● GIVEN INFORMATION
-----
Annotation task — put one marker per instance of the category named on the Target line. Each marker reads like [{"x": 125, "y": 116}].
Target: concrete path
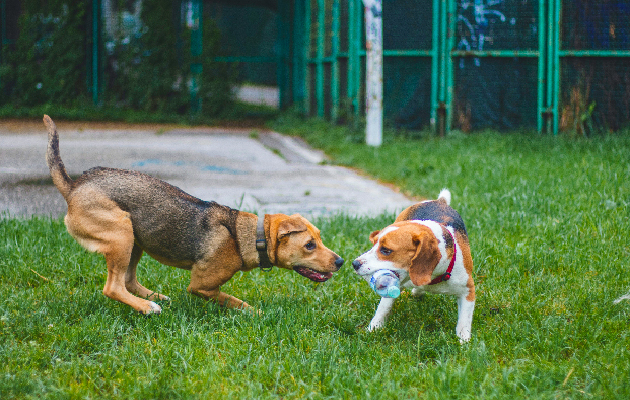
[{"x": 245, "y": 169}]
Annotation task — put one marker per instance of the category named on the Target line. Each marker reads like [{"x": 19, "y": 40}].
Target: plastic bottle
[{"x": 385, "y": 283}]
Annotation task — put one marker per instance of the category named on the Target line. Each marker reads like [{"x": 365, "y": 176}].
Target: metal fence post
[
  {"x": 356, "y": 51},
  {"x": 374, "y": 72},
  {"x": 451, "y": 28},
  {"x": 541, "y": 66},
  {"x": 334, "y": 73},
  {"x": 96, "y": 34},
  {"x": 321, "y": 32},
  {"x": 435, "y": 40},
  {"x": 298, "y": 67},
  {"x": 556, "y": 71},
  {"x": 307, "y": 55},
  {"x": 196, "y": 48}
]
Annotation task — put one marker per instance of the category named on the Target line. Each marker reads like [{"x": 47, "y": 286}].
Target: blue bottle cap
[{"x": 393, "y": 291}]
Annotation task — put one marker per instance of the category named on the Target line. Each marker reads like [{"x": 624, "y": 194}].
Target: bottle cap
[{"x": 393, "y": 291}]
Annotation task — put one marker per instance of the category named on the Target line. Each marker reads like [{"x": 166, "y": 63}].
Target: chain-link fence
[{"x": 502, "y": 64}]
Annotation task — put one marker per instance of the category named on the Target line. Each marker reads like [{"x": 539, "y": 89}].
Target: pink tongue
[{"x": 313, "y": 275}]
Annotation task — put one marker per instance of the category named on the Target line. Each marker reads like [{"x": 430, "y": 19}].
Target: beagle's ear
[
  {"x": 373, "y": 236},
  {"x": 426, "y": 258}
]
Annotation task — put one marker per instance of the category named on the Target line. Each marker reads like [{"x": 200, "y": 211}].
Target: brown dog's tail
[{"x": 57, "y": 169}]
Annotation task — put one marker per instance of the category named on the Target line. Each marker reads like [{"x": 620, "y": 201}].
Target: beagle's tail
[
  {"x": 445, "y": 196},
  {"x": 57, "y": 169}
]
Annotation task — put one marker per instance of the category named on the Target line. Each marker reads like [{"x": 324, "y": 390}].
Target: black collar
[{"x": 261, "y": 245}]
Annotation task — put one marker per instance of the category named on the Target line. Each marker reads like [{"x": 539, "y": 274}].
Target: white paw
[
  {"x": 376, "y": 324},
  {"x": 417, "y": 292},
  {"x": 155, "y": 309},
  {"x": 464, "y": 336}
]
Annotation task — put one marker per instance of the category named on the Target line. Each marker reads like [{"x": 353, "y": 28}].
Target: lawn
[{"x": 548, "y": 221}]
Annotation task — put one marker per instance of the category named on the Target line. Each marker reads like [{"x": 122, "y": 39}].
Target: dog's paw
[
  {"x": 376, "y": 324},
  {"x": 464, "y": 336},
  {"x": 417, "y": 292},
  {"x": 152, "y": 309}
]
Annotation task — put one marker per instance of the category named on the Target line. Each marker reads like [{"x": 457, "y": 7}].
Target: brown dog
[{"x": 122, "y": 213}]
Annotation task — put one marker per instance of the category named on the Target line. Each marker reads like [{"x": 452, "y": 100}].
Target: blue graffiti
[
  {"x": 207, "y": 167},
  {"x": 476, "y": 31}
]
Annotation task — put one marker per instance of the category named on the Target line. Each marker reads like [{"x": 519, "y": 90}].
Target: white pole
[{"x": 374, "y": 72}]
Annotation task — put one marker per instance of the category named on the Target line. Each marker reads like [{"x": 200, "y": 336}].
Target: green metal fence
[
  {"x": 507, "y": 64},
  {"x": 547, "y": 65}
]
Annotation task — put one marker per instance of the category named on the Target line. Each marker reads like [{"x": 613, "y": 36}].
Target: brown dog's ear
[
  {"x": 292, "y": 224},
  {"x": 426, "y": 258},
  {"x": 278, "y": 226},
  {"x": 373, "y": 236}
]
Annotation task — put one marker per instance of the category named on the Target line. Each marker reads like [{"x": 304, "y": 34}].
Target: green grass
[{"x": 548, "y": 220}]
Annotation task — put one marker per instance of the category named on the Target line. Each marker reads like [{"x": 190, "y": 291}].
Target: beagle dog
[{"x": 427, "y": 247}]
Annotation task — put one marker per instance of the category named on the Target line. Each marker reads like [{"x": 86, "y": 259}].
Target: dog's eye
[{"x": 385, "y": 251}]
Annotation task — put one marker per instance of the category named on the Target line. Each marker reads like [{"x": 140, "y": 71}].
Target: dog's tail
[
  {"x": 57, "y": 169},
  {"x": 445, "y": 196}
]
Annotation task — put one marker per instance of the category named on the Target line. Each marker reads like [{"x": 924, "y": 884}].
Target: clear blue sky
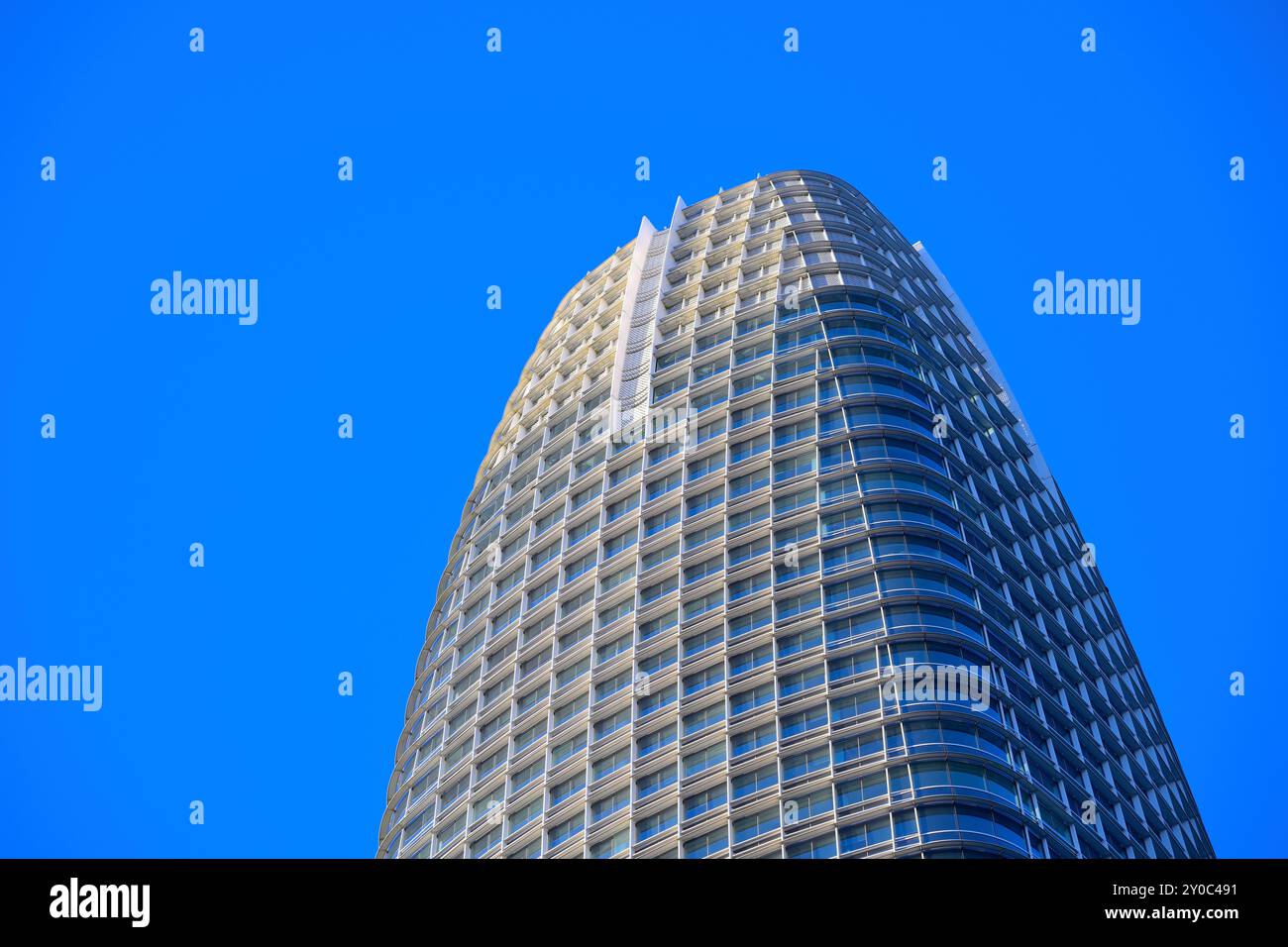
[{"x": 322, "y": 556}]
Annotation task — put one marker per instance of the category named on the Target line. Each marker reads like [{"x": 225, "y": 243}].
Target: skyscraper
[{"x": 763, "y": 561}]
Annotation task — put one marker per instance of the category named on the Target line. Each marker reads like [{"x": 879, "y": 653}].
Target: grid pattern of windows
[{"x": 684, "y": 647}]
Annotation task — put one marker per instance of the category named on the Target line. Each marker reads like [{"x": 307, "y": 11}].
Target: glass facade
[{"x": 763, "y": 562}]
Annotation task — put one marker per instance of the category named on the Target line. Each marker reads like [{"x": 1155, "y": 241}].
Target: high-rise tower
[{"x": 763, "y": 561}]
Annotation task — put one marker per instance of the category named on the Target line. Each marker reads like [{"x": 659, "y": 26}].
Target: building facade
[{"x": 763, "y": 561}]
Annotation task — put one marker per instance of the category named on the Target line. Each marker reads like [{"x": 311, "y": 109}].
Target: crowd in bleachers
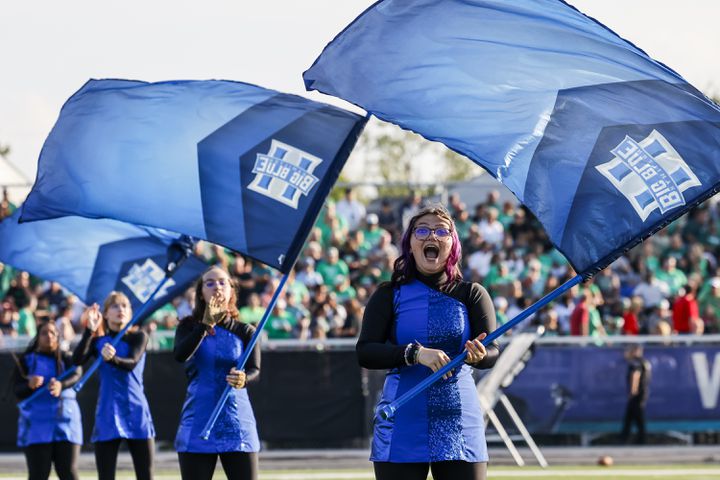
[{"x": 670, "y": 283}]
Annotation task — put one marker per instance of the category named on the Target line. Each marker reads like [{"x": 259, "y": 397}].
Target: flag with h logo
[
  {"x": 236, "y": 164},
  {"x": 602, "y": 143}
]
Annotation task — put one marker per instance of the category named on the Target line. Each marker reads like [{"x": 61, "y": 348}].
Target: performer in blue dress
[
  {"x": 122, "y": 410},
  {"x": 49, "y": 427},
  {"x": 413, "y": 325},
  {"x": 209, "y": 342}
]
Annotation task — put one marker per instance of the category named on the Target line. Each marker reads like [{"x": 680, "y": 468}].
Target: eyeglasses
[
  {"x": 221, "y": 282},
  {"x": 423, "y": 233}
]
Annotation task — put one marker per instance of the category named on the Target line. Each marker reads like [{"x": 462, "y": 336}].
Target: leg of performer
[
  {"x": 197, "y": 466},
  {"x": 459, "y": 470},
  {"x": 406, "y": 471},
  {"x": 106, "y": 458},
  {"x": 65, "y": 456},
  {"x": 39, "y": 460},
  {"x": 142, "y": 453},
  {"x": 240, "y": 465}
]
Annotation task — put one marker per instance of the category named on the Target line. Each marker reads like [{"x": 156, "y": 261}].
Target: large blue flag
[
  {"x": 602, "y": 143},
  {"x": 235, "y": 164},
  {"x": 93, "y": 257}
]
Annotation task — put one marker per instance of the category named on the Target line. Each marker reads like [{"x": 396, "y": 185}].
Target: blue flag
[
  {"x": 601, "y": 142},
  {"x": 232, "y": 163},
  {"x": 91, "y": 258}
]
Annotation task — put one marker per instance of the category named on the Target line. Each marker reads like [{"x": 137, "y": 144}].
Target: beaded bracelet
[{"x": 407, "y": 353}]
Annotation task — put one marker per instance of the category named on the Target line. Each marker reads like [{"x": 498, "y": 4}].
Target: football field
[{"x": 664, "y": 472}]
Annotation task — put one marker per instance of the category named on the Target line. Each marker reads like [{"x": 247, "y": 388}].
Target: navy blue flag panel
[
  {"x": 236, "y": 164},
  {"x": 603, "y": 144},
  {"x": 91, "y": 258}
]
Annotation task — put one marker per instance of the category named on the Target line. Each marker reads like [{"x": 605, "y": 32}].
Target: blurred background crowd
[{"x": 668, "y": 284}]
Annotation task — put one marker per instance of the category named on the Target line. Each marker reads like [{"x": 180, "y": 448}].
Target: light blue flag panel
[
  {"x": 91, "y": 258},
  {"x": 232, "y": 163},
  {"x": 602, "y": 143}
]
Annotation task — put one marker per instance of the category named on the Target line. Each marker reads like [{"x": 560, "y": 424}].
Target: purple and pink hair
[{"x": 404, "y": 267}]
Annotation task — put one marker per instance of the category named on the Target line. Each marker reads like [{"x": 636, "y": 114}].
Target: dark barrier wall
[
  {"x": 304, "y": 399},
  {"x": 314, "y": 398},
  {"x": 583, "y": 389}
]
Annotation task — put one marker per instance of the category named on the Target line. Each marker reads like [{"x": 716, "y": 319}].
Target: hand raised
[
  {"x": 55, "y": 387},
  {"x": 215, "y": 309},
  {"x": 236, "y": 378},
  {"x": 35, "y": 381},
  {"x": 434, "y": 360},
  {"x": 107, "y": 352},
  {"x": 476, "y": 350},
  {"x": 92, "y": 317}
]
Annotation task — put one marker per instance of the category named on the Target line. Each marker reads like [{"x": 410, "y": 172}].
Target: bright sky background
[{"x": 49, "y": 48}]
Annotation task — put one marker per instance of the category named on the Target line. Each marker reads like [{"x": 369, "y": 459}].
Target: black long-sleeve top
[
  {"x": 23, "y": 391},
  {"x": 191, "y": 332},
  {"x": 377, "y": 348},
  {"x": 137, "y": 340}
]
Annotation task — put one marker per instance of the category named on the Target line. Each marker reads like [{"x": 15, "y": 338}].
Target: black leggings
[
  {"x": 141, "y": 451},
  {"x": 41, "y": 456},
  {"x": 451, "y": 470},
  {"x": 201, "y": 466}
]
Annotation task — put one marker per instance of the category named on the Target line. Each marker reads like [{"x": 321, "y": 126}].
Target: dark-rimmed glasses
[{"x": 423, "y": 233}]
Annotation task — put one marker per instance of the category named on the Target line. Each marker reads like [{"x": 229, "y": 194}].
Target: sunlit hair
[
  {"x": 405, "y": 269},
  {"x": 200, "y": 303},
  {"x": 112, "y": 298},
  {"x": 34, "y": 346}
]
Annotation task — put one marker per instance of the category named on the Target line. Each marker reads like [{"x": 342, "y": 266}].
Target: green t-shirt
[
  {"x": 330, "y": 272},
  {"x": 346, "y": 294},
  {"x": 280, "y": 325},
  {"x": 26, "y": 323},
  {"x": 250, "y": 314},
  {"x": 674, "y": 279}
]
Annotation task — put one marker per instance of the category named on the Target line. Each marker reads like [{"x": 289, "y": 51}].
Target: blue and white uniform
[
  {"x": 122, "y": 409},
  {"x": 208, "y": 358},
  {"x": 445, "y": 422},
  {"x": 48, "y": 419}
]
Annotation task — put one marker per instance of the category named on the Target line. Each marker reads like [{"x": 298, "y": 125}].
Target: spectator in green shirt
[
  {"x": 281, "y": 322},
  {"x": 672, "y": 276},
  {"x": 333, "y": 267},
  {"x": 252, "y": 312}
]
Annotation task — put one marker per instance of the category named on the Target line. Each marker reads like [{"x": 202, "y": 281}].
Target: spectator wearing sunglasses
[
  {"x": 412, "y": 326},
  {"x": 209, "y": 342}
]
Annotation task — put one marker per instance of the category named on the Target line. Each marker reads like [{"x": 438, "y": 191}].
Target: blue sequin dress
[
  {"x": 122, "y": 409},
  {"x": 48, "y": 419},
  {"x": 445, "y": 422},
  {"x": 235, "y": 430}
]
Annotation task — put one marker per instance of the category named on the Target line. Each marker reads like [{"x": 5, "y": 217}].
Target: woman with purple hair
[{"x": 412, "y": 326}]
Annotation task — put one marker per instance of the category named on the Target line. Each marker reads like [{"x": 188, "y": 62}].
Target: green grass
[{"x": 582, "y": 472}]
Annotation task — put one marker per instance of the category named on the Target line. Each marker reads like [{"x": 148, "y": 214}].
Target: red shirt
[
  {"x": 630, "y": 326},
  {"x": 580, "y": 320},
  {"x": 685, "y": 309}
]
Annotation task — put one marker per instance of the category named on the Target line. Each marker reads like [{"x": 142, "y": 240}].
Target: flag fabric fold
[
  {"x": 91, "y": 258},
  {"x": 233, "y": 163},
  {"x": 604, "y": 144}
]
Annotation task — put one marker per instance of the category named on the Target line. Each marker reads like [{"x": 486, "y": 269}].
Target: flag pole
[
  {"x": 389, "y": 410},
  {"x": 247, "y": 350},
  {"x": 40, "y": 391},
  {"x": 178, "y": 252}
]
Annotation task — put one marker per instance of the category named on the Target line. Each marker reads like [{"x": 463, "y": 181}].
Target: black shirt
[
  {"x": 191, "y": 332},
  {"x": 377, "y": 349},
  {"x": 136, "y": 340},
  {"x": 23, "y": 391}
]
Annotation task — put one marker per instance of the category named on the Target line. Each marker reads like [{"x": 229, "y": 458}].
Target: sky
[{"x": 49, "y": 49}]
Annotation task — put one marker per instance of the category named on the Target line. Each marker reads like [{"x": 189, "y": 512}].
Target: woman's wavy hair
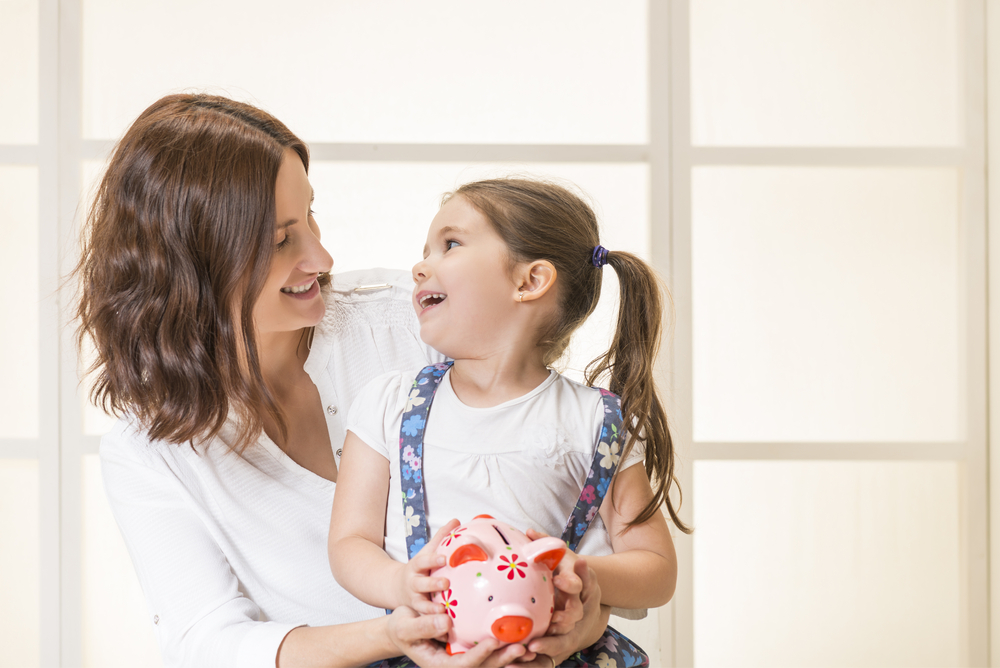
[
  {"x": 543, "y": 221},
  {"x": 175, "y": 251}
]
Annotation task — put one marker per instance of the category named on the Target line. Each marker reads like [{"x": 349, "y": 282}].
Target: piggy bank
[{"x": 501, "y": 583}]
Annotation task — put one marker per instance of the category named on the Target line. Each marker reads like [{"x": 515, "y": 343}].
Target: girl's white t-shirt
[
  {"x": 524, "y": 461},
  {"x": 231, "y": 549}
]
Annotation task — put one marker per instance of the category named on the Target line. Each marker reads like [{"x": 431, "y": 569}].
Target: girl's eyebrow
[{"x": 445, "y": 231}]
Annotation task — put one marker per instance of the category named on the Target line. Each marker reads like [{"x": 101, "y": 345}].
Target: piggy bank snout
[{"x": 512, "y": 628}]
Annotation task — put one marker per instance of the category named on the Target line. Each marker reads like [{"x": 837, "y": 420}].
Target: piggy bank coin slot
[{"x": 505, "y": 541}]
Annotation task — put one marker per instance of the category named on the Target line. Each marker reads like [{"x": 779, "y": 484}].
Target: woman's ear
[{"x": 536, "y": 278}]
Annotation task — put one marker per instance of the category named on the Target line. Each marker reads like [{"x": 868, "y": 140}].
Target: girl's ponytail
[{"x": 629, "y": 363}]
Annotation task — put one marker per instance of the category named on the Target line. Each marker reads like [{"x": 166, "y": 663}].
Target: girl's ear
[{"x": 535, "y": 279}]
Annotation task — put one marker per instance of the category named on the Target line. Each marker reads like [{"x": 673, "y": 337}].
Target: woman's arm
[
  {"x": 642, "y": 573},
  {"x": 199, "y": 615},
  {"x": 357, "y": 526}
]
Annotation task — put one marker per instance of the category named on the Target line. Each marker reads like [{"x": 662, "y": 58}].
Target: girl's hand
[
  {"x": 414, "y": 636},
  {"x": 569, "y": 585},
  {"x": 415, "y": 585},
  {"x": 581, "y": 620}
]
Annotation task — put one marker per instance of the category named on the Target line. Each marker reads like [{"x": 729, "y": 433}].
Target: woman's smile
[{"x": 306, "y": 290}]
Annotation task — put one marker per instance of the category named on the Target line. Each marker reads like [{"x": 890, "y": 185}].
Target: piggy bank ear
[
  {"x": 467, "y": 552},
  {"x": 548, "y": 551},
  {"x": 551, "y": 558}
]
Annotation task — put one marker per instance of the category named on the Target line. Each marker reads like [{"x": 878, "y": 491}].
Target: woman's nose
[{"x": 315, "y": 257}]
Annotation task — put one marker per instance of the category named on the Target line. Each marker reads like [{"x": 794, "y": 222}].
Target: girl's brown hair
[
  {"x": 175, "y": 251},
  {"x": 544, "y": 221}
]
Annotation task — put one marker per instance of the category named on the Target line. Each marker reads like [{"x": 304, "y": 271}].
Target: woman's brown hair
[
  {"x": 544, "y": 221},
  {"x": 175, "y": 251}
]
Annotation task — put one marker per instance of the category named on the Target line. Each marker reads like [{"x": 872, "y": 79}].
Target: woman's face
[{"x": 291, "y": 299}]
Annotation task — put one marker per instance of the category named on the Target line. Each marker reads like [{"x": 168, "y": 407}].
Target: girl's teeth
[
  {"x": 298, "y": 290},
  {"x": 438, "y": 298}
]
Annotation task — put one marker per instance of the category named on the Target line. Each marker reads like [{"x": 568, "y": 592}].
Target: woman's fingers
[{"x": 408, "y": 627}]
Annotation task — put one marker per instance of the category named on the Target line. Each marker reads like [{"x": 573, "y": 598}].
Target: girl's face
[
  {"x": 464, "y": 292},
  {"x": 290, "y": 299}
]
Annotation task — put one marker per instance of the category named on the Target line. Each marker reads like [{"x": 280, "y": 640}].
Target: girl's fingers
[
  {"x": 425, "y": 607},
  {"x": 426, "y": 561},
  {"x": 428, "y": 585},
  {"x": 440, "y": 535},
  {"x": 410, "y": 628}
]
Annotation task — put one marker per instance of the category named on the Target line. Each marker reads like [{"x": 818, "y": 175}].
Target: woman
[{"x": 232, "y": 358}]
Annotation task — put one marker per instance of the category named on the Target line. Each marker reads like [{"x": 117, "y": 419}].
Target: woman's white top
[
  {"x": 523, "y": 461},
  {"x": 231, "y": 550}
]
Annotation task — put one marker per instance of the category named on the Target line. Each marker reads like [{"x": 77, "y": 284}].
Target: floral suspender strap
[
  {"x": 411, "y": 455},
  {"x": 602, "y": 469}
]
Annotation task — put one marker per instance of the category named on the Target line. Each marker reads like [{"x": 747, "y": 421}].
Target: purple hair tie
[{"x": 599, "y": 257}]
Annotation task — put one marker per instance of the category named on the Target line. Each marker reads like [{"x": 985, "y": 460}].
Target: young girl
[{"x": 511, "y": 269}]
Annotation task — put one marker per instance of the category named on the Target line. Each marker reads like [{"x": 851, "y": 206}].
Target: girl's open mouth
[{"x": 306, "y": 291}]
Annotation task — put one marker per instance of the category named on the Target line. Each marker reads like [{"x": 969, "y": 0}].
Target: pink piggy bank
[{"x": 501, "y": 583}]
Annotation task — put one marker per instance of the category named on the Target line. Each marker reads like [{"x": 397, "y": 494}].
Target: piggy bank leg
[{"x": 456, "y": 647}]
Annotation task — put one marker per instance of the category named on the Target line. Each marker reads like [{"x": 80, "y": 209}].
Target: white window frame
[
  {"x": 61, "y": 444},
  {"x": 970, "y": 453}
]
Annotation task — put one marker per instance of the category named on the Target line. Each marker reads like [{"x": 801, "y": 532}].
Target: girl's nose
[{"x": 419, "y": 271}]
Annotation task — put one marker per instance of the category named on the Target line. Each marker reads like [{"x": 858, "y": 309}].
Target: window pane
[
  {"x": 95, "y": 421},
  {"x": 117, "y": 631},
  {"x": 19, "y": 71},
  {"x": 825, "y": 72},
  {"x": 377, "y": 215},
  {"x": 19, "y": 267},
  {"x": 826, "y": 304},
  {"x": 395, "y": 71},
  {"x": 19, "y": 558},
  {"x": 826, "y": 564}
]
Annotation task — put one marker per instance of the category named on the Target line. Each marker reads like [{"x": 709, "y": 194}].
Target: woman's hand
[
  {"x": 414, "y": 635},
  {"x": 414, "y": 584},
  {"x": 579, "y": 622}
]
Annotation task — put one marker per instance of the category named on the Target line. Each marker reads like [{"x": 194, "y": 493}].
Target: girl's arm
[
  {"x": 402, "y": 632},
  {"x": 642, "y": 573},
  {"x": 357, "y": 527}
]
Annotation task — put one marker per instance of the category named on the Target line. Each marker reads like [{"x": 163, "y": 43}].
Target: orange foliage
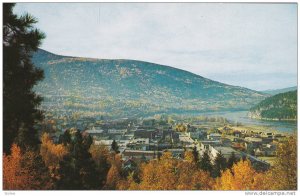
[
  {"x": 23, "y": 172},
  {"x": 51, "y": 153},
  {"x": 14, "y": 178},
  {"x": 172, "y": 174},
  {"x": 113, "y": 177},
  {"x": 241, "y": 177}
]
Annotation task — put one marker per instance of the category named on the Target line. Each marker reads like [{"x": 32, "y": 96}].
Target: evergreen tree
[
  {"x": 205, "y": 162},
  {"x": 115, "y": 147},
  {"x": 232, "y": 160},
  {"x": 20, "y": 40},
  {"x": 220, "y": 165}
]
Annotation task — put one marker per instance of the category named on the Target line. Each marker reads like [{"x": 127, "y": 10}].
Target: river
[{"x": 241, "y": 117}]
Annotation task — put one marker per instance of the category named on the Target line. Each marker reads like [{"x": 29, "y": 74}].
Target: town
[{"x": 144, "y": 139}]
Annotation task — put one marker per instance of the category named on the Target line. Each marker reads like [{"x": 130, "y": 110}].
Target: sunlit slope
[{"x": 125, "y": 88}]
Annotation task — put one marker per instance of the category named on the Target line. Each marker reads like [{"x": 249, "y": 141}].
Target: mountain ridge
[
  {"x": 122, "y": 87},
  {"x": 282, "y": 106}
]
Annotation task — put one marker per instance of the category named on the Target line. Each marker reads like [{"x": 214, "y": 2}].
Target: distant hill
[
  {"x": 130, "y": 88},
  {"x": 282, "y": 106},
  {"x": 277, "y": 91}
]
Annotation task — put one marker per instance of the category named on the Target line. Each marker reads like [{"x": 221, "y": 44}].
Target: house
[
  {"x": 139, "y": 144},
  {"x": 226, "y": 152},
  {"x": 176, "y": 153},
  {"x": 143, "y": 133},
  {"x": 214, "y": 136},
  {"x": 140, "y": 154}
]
-----
● TASK STATEMENT
Select every line in the records above that contains the word "bank", and copy each of those lines out.

● ANSWER FOR THE TASK
Target: piggy bank
Target: piggy bank snout
Target: piggy bank coin slot
Target: piggy bank ear
Target: pink piggy bank
Target: piggy bank leg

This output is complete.